▸ **WHAT NEEDS TO BE DONE**: No images are to be carried over; print all other material exactly as it stands.

▸ **DATA SHOWN**:

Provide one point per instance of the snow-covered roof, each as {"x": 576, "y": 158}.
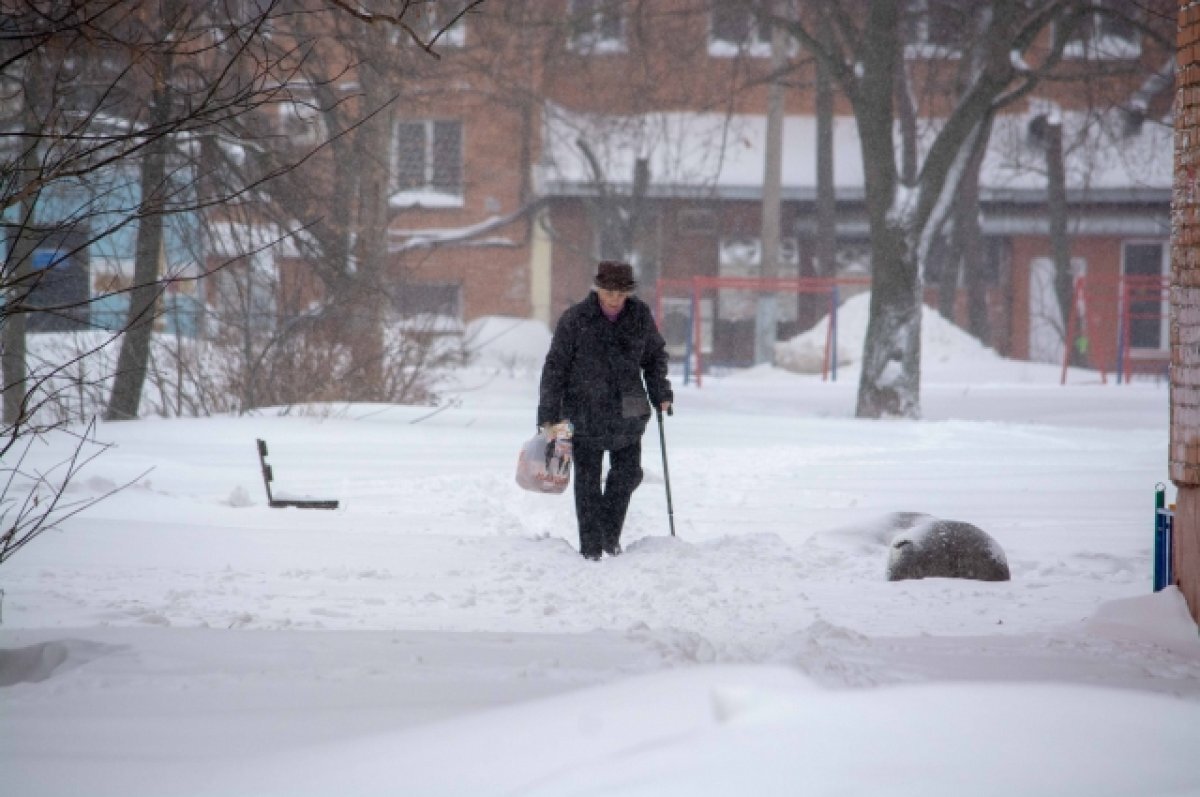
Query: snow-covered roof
{"x": 712, "y": 154}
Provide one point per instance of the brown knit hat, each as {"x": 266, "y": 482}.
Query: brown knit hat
{"x": 613, "y": 275}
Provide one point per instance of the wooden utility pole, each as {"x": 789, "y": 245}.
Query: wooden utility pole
{"x": 772, "y": 190}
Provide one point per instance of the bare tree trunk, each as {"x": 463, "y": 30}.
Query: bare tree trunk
{"x": 889, "y": 384}
{"x": 367, "y": 306}
{"x": 827, "y": 201}
{"x": 772, "y": 187}
{"x": 12, "y": 318}
{"x": 965, "y": 258}
{"x": 1060, "y": 241}
{"x": 135, "y": 355}
{"x": 19, "y": 267}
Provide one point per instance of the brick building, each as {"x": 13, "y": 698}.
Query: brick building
{"x": 1185, "y": 454}
{"x": 559, "y": 114}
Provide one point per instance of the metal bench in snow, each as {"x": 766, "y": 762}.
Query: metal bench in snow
{"x": 279, "y": 503}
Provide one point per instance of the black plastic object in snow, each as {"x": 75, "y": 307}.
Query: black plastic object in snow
{"x": 279, "y": 503}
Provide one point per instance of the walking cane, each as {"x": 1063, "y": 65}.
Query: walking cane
{"x": 666, "y": 473}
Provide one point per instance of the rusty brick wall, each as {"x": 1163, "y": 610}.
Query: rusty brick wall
{"x": 1185, "y": 449}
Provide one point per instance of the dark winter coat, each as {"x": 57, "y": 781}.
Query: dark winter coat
{"x": 594, "y": 370}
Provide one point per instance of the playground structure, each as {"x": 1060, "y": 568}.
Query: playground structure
{"x": 699, "y": 286}
{"x": 1139, "y": 303}
{"x": 1115, "y": 323}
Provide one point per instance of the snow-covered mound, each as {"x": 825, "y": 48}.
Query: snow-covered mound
{"x": 507, "y": 343}
{"x": 941, "y": 341}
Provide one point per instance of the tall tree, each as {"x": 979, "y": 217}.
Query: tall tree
{"x": 1011, "y": 47}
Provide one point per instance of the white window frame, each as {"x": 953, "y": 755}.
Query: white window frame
{"x": 918, "y": 45}
{"x": 756, "y": 45}
{"x": 1099, "y": 46}
{"x": 1164, "y": 269}
{"x": 594, "y": 39}
{"x": 433, "y": 18}
{"x": 427, "y": 193}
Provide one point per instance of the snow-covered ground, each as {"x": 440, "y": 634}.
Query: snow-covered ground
{"x": 438, "y": 634}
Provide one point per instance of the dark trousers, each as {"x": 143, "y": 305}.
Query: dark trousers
{"x": 601, "y": 513}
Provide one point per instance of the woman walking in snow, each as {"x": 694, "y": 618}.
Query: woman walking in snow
{"x": 593, "y": 378}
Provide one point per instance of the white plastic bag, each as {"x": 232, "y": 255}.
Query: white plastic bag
{"x": 545, "y": 463}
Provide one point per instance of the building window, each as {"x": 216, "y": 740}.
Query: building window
{"x": 597, "y": 27}
{"x": 1145, "y": 265}
{"x": 299, "y": 120}
{"x": 1103, "y": 35}
{"x": 937, "y": 28}
{"x": 735, "y": 29}
{"x": 427, "y": 162}
{"x": 430, "y": 299}
{"x": 432, "y": 17}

▸ **COMPLETE ANSWER**:
Provide one point per instance of the snow-covered roof, each as {"x": 576, "y": 158}.
Query: snow-covered roof
{"x": 712, "y": 154}
Provide one point per instance of the brown knit hat, each as {"x": 266, "y": 482}.
Query: brown knit hat
{"x": 613, "y": 275}
Provide one point per instance of the wooden utility pole, each as {"x": 789, "y": 245}.
Query: wooden utility pole
{"x": 772, "y": 190}
Provide one point per instance of the bare tree trunk, each as {"x": 463, "y": 30}.
Query: bare tree trunk
{"x": 889, "y": 384}
{"x": 367, "y": 306}
{"x": 827, "y": 201}
{"x": 772, "y": 187}
{"x": 12, "y": 318}
{"x": 965, "y": 258}
{"x": 1060, "y": 241}
{"x": 135, "y": 355}
{"x": 19, "y": 267}
Provide one point per instance of the brick building, each as {"x": 13, "y": 698}.
Query: brick building
{"x": 1185, "y": 454}
{"x": 559, "y": 114}
Provide one point per instance of the metal bench in snow, each as {"x": 766, "y": 762}.
Query: metal bench in snow
{"x": 279, "y": 503}
Provide one point per instance of the black plastic object in snow, each as {"x": 75, "y": 307}.
Query: black plastic object in snow
{"x": 279, "y": 503}
Provide one point per instance of the walking cane, each as {"x": 1063, "y": 65}.
Query: walking cane
{"x": 666, "y": 473}
Provide one point per instance of the rusty brick wall, each as {"x": 1163, "y": 610}.
Query: rusty brick wall
{"x": 1185, "y": 449}
Provide one point per instance of the dark winter coat, each as {"x": 57, "y": 781}.
Query: dark winter coat
{"x": 594, "y": 370}
Provide one point per instance of the playground structure, each as {"x": 1060, "y": 568}.
Query: playground structure
{"x": 699, "y": 286}
{"x": 1139, "y": 303}
{"x": 1115, "y": 323}
Provide one point per instance of the snow-covered mound, each as {"x": 825, "y": 48}.
Query: snow-covered mound
{"x": 507, "y": 343}
{"x": 941, "y": 341}
Provide one point per instance of the tall tree, each as {"x": 979, "y": 217}.
Query: tall tree
{"x": 1011, "y": 47}
Provide one point per instance of the white window frame, each as {"x": 953, "y": 755}.
Query: white window frame
{"x": 918, "y": 45}
{"x": 756, "y": 45}
{"x": 1099, "y": 46}
{"x": 1164, "y": 269}
{"x": 594, "y": 39}
{"x": 433, "y": 18}
{"x": 427, "y": 193}
Provide one point per instance of the snow-covered ground, each as {"x": 440, "y": 634}.
Query: snow-covered ground
{"x": 438, "y": 634}
Provide one point per instance of the dark trousers, each as {"x": 143, "y": 305}.
Query: dark trousers
{"x": 601, "y": 513}
Provide one point per instance of the woman walking in snow, each as {"x": 694, "y": 618}.
Query: woman walking in snow
{"x": 593, "y": 378}
Provide one point per instance of the white plastic bag, each as {"x": 232, "y": 255}.
Query: white plastic bag
{"x": 545, "y": 463}
Provide one point per instance of the building window, each as {"x": 216, "y": 740}.
Query: building window
{"x": 597, "y": 27}
{"x": 1145, "y": 265}
{"x": 299, "y": 120}
{"x": 1103, "y": 35}
{"x": 937, "y": 28}
{"x": 735, "y": 29}
{"x": 427, "y": 162}
{"x": 430, "y": 299}
{"x": 432, "y": 17}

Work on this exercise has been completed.